Your instructions:
For each line below with the word "shoe", write out a copy.

(Stored entries)
- Opening Delimiter -
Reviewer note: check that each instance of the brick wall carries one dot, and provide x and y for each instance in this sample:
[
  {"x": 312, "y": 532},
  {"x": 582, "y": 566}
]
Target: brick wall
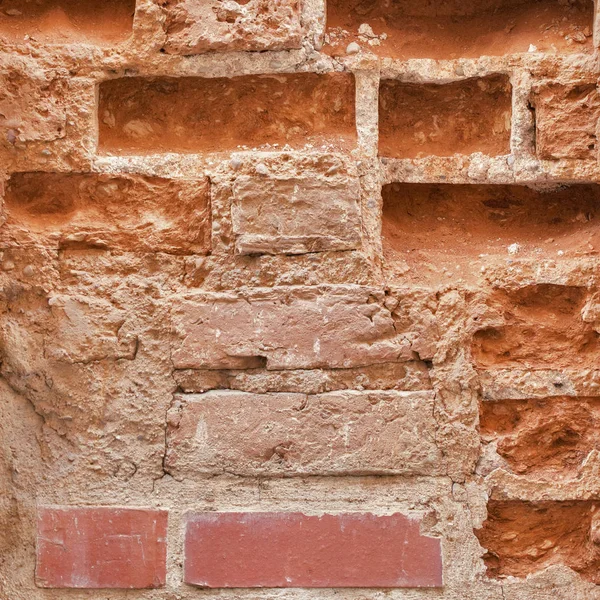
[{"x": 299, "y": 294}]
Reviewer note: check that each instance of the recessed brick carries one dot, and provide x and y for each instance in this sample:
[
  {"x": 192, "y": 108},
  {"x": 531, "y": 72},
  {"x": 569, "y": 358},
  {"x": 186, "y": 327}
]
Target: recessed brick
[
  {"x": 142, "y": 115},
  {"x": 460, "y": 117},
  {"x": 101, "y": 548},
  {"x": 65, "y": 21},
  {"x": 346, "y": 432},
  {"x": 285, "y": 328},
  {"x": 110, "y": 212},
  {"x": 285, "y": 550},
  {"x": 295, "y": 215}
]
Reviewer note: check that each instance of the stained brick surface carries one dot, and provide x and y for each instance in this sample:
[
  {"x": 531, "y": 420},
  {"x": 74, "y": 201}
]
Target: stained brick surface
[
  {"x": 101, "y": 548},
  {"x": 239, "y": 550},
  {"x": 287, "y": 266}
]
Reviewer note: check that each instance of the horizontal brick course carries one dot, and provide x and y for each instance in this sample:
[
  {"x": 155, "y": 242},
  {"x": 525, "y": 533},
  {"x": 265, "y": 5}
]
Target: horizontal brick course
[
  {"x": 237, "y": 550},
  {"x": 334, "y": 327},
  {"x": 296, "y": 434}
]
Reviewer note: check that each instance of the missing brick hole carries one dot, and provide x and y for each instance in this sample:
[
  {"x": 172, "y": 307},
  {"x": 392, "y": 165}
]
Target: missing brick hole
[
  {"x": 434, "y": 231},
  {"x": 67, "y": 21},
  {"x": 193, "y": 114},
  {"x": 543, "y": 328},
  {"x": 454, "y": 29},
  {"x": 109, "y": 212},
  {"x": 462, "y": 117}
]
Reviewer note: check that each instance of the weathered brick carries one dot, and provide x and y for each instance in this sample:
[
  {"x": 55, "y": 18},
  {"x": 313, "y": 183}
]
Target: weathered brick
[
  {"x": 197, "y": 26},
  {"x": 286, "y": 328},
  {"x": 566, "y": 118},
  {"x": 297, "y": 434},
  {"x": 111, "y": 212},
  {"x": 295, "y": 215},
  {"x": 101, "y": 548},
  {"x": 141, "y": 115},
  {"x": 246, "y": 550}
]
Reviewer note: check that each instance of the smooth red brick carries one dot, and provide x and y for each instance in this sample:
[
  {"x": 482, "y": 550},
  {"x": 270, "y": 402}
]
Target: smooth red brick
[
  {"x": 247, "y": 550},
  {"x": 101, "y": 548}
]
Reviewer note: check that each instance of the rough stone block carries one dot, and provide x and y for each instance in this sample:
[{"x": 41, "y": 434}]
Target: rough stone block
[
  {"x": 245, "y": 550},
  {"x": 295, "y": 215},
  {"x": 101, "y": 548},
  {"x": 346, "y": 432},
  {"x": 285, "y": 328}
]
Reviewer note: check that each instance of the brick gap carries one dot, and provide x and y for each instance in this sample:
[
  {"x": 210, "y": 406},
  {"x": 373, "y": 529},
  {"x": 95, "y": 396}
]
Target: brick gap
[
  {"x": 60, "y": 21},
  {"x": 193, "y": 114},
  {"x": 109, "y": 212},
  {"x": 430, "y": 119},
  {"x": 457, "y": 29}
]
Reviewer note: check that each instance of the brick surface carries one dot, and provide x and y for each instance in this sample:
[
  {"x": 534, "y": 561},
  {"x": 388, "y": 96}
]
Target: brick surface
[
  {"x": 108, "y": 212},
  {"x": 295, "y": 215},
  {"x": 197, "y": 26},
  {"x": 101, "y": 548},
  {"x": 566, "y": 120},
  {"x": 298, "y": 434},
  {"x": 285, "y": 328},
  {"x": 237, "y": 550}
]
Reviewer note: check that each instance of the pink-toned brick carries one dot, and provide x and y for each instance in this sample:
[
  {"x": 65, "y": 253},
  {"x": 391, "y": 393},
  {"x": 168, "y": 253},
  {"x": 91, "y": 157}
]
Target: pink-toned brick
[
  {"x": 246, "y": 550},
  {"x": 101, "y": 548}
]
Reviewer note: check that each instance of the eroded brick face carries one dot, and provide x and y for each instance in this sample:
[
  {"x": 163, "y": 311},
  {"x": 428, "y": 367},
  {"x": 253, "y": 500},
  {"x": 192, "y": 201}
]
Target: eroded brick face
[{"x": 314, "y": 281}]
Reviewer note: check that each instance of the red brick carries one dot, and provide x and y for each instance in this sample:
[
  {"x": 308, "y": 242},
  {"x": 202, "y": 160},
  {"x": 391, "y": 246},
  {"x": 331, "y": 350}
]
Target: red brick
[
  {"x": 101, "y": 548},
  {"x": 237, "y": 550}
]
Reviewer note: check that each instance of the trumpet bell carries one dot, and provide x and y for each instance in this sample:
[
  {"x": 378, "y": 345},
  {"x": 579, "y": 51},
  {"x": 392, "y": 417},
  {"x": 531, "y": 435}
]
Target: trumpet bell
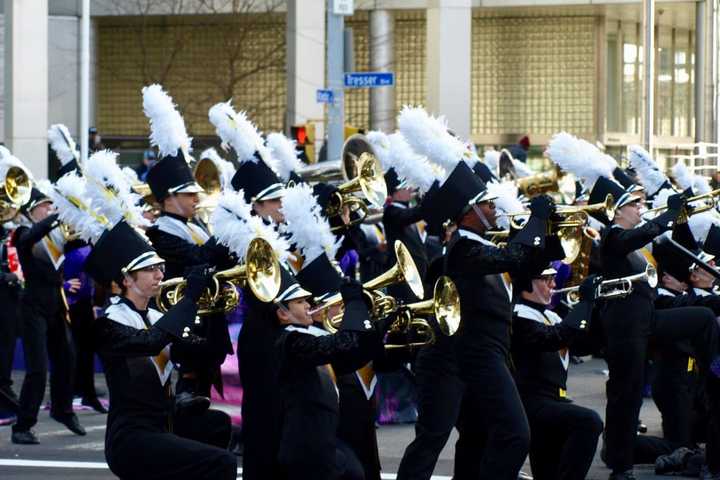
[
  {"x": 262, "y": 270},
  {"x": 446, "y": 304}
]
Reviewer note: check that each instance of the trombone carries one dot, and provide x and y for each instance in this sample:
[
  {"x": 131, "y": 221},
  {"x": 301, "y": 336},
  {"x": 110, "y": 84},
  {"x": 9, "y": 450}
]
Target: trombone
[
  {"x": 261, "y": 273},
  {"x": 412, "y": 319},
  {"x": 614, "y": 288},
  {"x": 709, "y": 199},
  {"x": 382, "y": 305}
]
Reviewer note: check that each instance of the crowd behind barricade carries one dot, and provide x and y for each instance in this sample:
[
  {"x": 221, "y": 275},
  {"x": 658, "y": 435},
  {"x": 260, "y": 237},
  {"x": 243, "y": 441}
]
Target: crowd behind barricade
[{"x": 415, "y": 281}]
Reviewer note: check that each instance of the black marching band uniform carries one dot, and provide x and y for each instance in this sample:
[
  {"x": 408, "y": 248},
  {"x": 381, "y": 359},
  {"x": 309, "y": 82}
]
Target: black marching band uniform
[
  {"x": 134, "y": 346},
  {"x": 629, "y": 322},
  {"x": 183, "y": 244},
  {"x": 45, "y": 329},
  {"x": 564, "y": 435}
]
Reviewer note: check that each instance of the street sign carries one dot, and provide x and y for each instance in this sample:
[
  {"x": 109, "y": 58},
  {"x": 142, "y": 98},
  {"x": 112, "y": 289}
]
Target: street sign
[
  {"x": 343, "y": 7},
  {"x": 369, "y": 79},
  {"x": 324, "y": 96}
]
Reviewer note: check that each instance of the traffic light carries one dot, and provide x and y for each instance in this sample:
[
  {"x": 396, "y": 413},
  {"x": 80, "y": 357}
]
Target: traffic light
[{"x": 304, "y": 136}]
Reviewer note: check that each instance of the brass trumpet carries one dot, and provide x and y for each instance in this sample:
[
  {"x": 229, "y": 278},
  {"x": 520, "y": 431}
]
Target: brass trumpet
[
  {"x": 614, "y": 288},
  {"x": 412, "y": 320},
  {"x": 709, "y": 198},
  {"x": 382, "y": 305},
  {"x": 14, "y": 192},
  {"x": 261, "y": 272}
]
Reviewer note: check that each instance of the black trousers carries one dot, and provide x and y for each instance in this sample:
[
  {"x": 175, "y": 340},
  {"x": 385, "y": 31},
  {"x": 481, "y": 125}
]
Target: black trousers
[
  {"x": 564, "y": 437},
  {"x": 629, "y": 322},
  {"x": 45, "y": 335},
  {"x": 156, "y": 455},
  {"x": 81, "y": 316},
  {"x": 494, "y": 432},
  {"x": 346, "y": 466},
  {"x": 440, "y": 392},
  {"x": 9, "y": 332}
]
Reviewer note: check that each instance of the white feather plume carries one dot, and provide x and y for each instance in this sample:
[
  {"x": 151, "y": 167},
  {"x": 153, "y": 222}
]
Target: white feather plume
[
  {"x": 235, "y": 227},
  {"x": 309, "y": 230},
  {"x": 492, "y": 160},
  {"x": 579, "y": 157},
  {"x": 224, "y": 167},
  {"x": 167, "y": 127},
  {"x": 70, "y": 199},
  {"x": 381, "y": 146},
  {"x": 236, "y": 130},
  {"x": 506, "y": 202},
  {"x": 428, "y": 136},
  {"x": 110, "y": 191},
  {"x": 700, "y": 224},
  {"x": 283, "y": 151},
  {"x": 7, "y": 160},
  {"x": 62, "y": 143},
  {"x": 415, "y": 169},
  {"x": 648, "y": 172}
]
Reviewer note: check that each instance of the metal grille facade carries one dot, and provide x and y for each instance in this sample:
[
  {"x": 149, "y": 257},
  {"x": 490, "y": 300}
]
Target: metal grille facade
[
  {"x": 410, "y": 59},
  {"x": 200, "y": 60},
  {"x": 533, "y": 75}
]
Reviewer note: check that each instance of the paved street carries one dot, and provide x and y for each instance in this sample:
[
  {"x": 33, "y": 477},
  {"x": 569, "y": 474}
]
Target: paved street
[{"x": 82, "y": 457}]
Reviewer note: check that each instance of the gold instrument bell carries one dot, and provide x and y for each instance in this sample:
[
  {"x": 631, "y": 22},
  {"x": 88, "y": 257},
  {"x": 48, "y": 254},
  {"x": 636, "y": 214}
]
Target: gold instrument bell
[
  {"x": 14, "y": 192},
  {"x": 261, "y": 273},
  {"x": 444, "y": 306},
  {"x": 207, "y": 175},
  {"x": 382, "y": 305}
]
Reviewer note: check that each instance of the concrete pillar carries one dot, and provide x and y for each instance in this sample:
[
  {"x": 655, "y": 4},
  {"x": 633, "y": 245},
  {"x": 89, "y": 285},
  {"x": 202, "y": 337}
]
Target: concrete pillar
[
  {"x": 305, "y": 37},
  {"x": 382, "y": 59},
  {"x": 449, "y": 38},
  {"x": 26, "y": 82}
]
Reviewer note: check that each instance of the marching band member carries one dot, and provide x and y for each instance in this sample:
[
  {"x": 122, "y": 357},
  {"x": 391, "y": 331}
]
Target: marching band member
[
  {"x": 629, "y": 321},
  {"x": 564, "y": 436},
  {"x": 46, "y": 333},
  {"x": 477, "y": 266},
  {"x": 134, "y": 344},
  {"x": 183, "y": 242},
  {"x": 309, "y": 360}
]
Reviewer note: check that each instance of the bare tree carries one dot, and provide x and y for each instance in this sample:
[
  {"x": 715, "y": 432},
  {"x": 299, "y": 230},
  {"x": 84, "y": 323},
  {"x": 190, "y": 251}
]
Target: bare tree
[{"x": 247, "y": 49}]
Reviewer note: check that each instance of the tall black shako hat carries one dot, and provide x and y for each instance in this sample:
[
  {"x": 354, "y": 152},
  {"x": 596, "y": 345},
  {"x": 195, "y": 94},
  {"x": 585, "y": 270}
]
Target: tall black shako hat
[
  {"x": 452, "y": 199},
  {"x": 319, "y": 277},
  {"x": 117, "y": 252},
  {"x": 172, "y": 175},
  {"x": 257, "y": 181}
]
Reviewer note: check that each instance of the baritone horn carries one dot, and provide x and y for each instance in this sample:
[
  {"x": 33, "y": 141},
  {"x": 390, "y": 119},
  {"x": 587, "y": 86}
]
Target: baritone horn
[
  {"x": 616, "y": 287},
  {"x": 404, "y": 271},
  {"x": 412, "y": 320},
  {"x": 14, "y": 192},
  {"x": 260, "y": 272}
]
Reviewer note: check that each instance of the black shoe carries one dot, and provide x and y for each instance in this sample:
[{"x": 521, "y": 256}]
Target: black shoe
- Closing Delimiter -
Output:
Reviewer note: check that each instance of the black shoe carries one dot, and provide x and y for each instance in this sample:
Target: black shoe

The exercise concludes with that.